§ **WHAT YOU NEED TO DO**: Go through the data below and gather each line containing "parked".

§ **INFORMATION PROVIDED**:
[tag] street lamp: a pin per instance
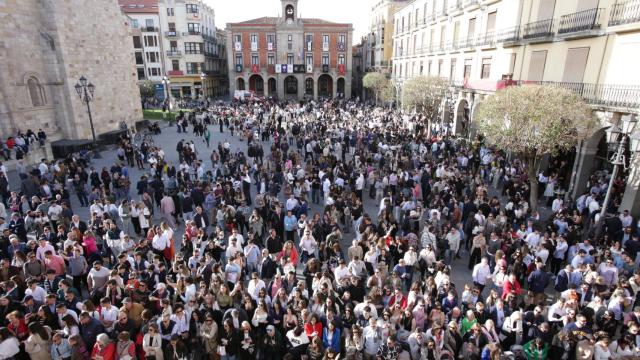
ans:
(166, 81)
(85, 91)
(617, 160)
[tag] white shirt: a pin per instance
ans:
(481, 273)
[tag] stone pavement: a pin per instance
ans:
(168, 140)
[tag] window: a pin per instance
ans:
(467, 68)
(192, 8)
(452, 69)
(193, 68)
(193, 48)
(36, 92)
(194, 28)
(486, 68)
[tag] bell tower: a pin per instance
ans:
(289, 10)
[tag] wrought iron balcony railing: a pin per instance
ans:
(605, 95)
(509, 35)
(581, 21)
(625, 13)
(538, 29)
(488, 39)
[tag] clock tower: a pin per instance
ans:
(289, 10)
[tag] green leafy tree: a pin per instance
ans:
(147, 90)
(532, 121)
(377, 82)
(425, 94)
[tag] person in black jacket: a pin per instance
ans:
(229, 338)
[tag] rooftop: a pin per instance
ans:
(139, 6)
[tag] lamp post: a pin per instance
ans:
(166, 81)
(617, 160)
(85, 91)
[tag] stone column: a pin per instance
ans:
(631, 197)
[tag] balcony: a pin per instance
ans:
(625, 13)
(582, 21)
(601, 95)
(509, 37)
(488, 40)
(538, 31)
(470, 3)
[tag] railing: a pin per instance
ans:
(617, 96)
(466, 43)
(455, 5)
(625, 13)
(509, 35)
(538, 29)
(581, 21)
(488, 39)
(471, 2)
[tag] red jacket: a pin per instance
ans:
(508, 287)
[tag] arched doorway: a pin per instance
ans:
(461, 123)
(308, 87)
(340, 88)
(325, 86)
(290, 86)
(271, 85)
(240, 84)
(256, 84)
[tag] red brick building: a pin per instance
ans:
(290, 57)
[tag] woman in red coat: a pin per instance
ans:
(511, 284)
(313, 327)
(104, 349)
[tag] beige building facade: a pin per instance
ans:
(46, 47)
(588, 46)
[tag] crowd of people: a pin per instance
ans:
(336, 230)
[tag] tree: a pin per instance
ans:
(532, 121)
(147, 90)
(377, 82)
(425, 94)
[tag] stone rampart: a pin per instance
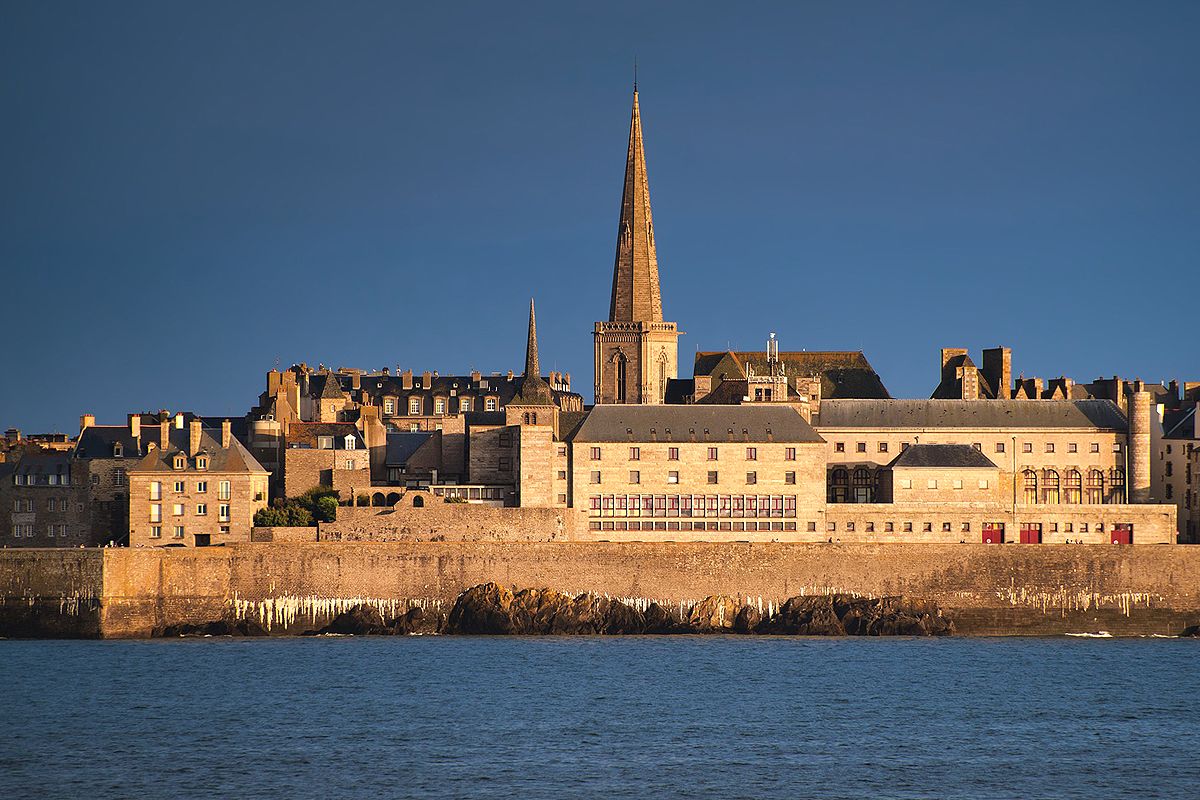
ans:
(291, 588)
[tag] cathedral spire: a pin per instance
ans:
(635, 276)
(532, 366)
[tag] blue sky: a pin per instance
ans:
(192, 192)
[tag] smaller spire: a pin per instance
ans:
(532, 366)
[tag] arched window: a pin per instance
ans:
(1050, 487)
(864, 488)
(1116, 485)
(839, 486)
(1095, 487)
(1031, 487)
(1074, 487)
(621, 377)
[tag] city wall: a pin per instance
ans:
(291, 588)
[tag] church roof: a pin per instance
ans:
(635, 276)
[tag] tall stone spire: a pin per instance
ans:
(635, 275)
(532, 366)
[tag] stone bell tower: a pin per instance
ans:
(636, 353)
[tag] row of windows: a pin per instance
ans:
(179, 510)
(439, 405)
(201, 488)
(27, 530)
(693, 505)
(635, 476)
(635, 453)
(1000, 446)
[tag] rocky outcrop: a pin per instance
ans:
(493, 609)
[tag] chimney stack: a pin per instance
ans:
(193, 438)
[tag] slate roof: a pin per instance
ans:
(689, 422)
(402, 445)
(971, 414)
(307, 434)
(959, 456)
(233, 459)
(844, 373)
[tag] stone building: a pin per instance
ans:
(196, 486)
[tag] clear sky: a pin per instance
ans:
(193, 192)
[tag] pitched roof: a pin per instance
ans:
(690, 423)
(964, 456)
(970, 414)
(234, 458)
(635, 274)
(844, 373)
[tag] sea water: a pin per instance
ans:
(600, 717)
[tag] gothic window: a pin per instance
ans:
(1074, 487)
(1031, 487)
(1050, 487)
(1116, 485)
(1095, 487)
(864, 487)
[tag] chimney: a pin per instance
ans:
(193, 438)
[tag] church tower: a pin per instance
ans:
(636, 353)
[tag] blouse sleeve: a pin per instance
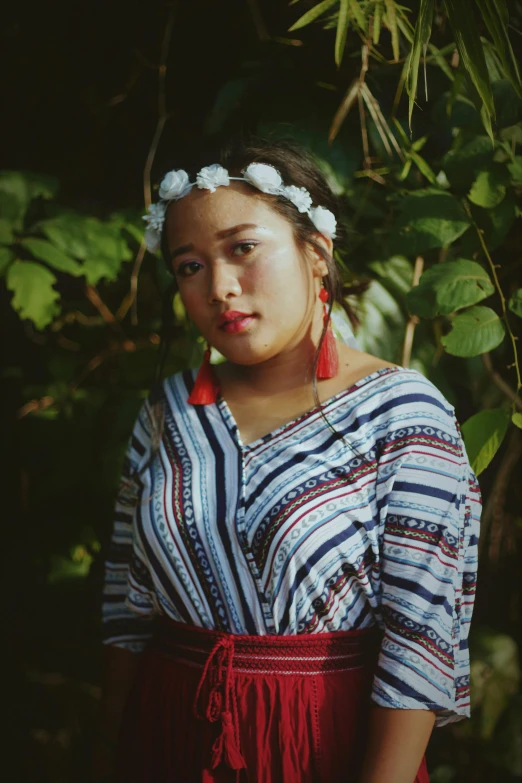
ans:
(430, 507)
(129, 600)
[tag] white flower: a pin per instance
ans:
(211, 177)
(152, 239)
(324, 221)
(300, 197)
(174, 184)
(156, 216)
(263, 177)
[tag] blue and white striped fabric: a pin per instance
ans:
(303, 532)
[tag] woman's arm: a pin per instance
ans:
(119, 670)
(396, 744)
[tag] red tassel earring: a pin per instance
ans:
(328, 365)
(206, 387)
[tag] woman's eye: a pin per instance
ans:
(243, 248)
(182, 269)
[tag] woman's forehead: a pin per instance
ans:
(210, 213)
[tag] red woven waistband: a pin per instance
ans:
(223, 655)
(295, 654)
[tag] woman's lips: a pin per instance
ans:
(237, 325)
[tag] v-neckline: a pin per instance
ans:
(229, 417)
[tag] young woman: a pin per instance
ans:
(293, 563)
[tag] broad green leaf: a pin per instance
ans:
(34, 296)
(52, 255)
(462, 165)
(420, 43)
(473, 332)
(6, 232)
(447, 287)
(18, 189)
(423, 167)
(391, 23)
(465, 31)
(396, 272)
(377, 19)
(515, 303)
(313, 14)
(483, 433)
(429, 218)
(99, 244)
(492, 16)
(382, 324)
(488, 190)
(6, 256)
(495, 679)
(343, 22)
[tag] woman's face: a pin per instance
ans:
(232, 251)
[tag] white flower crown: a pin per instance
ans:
(266, 178)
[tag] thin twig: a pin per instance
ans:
(414, 320)
(499, 381)
(261, 29)
(162, 105)
(495, 529)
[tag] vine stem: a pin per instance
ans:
(501, 295)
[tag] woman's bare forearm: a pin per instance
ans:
(397, 742)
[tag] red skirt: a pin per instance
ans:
(214, 707)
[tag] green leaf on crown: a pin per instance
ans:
(34, 296)
(473, 332)
(447, 287)
(483, 433)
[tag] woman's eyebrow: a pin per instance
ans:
(226, 232)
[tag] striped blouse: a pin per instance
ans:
(306, 530)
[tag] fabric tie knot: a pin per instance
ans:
(220, 675)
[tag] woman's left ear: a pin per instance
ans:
(319, 262)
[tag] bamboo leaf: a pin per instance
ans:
(344, 108)
(313, 14)
(493, 17)
(343, 23)
(356, 13)
(420, 43)
(391, 23)
(483, 433)
(462, 21)
(515, 303)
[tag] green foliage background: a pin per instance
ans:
(415, 114)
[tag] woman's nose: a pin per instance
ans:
(223, 282)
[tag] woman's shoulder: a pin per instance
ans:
(393, 391)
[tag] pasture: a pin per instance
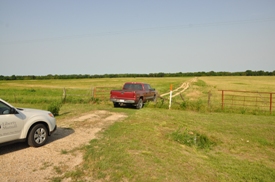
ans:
(193, 141)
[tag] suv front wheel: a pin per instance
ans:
(38, 135)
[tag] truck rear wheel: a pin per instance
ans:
(116, 104)
(139, 104)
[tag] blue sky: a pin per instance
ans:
(125, 36)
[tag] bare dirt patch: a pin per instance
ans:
(22, 163)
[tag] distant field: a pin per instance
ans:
(196, 97)
(190, 142)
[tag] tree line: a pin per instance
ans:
(160, 74)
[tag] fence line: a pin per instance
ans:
(248, 99)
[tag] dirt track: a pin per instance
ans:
(22, 163)
(180, 89)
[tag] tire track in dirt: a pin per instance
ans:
(181, 89)
(22, 163)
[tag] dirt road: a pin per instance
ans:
(22, 163)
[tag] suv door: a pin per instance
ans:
(11, 123)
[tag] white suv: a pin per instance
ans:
(20, 124)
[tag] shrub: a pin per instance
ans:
(54, 108)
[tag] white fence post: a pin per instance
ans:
(170, 100)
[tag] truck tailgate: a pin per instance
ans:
(120, 94)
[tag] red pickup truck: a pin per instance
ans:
(133, 93)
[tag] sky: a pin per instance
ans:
(93, 37)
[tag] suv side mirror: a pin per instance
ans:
(12, 111)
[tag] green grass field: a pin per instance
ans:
(196, 142)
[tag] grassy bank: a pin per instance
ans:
(150, 146)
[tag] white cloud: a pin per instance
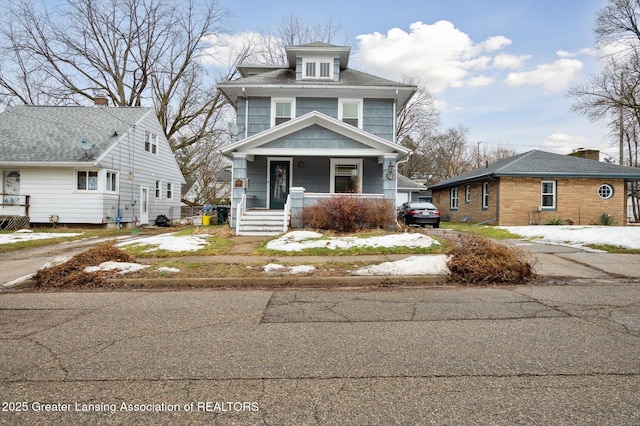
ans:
(563, 143)
(480, 81)
(554, 77)
(440, 54)
(509, 62)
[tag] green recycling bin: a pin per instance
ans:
(223, 214)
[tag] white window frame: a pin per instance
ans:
(275, 101)
(485, 195)
(316, 64)
(608, 188)
(90, 187)
(151, 143)
(169, 192)
(342, 101)
(349, 162)
(109, 179)
(453, 198)
(158, 189)
(553, 194)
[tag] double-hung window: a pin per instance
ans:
(112, 181)
(151, 142)
(548, 194)
(86, 180)
(485, 195)
(454, 198)
(282, 110)
(350, 111)
(169, 190)
(346, 175)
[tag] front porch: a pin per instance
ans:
(14, 212)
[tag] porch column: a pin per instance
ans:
(238, 172)
(297, 204)
(389, 178)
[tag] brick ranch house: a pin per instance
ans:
(535, 188)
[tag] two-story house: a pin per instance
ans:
(308, 130)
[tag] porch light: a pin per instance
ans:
(390, 171)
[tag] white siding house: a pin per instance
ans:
(87, 165)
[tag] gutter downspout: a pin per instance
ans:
(246, 113)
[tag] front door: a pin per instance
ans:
(278, 184)
(144, 205)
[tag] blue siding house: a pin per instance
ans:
(309, 130)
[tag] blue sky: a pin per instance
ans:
(502, 68)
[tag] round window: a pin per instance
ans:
(605, 191)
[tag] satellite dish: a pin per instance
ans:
(85, 144)
(233, 128)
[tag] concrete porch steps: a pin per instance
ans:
(262, 222)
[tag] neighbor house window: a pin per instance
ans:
(151, 142)
(112, 181)
(169, 190)
(485, 195)
(548, 194)
(346, 175)
(350, 111)
(86, 180)
(317, 69)
(282, 110)
(310, 69)
(605, 191)
(454, 198)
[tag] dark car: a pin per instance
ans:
(419, 213)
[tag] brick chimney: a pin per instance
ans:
(589, 154)
(100, 101)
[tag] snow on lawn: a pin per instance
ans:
(300, 240)
(623, 236)
(122, 267)
(414, 265)
(28, 235)
(170, 242)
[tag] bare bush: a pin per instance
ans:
(480, 261)
(348, 213)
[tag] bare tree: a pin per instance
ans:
(614, 94)
(134, 52)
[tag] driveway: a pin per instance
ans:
(540, 354)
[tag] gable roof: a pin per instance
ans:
(376, 144)
(52, 133)
(544, 164)
(283, 82)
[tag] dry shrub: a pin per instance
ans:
(480, 261)
(71, 273)
(348, 213)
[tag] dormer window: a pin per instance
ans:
(318, 69)
(282, 110)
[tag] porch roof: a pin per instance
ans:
(372, 145)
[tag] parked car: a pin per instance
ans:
(419, 213)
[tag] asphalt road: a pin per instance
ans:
(564, 354)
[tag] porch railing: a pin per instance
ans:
(14, 205)
(240, 209)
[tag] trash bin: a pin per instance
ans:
(223, 214)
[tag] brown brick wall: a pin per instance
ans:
(577, 202)
(473, 209)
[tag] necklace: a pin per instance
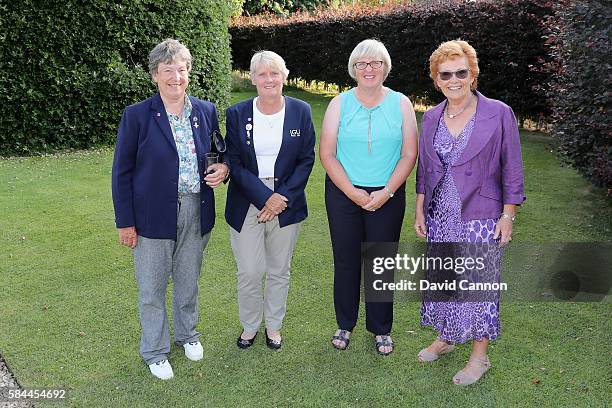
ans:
(454, 115)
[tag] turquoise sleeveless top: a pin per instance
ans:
(369, 160)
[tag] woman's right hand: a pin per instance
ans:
(359, 196)
(128, 237)
(419, 224)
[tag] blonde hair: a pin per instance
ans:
(373, 49)
(269, 58)
(451, 50)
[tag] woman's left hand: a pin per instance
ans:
(503, 229)
(216, 178)
(379, 198)
(265, 215)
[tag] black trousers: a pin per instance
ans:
(349, 226)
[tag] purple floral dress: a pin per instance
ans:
(457, 321)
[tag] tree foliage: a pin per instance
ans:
(70, 67)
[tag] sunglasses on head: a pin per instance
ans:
(460, 74)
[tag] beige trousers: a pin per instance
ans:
(263, 249)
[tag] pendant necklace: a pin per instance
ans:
(454, 115)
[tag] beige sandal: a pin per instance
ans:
(479, 365)
(426, 356)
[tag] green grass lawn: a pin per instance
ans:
(68, 306)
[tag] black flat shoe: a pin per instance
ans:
(273, 344)
(244, 343)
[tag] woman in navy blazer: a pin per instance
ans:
(164, 204)
(270, 149)
(469, 182)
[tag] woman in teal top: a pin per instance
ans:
(368, 149)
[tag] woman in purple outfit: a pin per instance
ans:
(469, 181)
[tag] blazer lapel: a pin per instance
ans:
(199, 129)
(246, 127)
(161, 118)
(484, 126)
(429, 131)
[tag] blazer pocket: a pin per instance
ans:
(491, 191)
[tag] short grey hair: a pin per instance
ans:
(269, 58)
(373, 49)
(166, 52)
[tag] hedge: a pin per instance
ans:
(507, 35)
(580, 90)
(70, 67)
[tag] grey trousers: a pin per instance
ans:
(263, 249)
(155, 261)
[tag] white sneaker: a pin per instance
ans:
(194, 350)
(162, 370)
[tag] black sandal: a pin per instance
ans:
(385, 341)
(244, 343)
(342, 337)
(273, 344)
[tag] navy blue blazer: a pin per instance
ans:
(145, 168)
(291, 170)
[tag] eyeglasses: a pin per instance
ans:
(363, 65)
(459, 74)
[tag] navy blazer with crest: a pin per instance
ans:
(489, 172)
(146, 165)
(291, 169)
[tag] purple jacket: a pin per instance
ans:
(489, 172)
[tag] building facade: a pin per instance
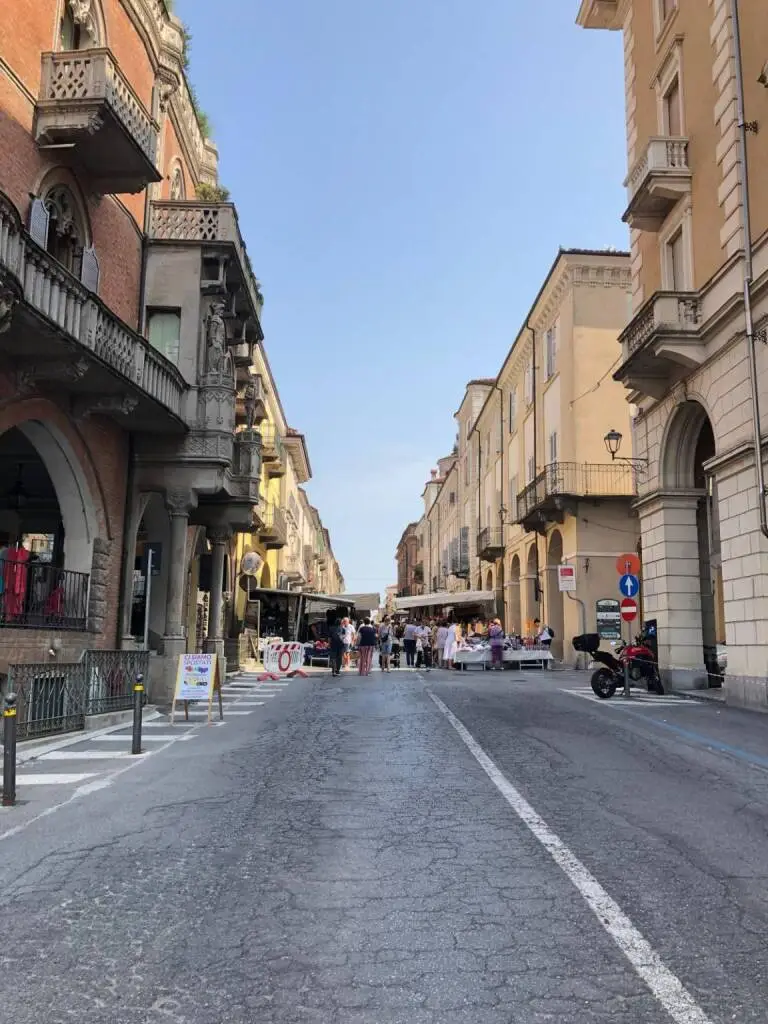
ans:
(141, 433)
(531, 484)
(690, 356)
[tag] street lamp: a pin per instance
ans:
(613, 443)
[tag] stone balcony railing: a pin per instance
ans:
(196, 221)
(79, 316)
(87, 105)
(657, 180)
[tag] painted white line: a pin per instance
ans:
(667, 987)
(154, 737)
(88, 755)
(50, 778)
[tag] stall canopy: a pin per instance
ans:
(443, 599)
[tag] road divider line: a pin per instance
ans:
(665, 985)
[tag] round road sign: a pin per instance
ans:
(628, 564)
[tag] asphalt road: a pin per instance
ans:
(479, 848)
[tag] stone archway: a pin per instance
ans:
(515, 623)
(555, 606)
(691, 622)
(39, 442)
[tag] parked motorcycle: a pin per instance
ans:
(638, 656)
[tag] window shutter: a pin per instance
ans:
(89, 271)
(39, 218)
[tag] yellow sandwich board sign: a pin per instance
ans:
(197, 680)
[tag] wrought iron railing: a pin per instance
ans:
(110, 677)
(576, 479)
(55, 697)
(42, 596)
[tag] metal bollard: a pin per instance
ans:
(9, 750)
(138, 699)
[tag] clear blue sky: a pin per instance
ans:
(404, 171)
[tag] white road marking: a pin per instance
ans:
(88, 755)
(667, 987)
(51, 778)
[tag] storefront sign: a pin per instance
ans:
(608, 619)
(197, 680)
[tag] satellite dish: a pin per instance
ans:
(252, 562)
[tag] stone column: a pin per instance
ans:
(672, 584)
(214, 642)
(179, 505)
(136, 510)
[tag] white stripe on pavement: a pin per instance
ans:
(50, 778)
(667, 987)
(73, 755)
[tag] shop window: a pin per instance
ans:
(164, 332)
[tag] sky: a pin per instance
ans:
(403, 172)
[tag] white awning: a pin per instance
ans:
(444, 598)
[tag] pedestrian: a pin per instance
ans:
(366, 644)
(544, 635)
(451, 644)
(338, 645)
(440, 635)
(496, 635)
(385, 643)
(409, 643)
(348, 641)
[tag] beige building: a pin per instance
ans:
(689, 356)
(531, 484)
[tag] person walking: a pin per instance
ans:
(451, 645)
(366, 644)
(338, 645)
(409, 643)
(385, 643)
(496, 635)
(440, 637)
(348, 641)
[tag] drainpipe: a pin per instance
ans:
(748, 268)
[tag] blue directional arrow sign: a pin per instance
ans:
(629, 586)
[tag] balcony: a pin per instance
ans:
(272, 451)
(59, 336)
(87, 111)
(214, 227)
(657, 180)
(246, 469)
(251, 407)
(662, 344)
(272, 528)
(489, 544)
(561, 485)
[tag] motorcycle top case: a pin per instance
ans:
(587, 642)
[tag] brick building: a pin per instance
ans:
(131, 344)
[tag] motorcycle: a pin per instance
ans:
(638, 656)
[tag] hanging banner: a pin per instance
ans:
(197, 680)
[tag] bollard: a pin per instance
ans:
(138, 699)
(9, 750)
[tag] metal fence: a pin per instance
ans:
(56, 697)
(43, 596)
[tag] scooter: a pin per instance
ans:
(641, 665)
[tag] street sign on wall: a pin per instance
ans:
(566, 578)
(608, 619)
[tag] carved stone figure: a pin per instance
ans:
(216, 339)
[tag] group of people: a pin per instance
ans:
(426, 644)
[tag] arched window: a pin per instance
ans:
(79, 27)
(66, 239)
(178, 192)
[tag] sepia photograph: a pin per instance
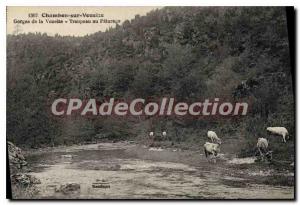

§ **RESULT OF THIS TASK**:
[tag] parked car: a pin per instance
[tag] parked motorcycle: a pin per instance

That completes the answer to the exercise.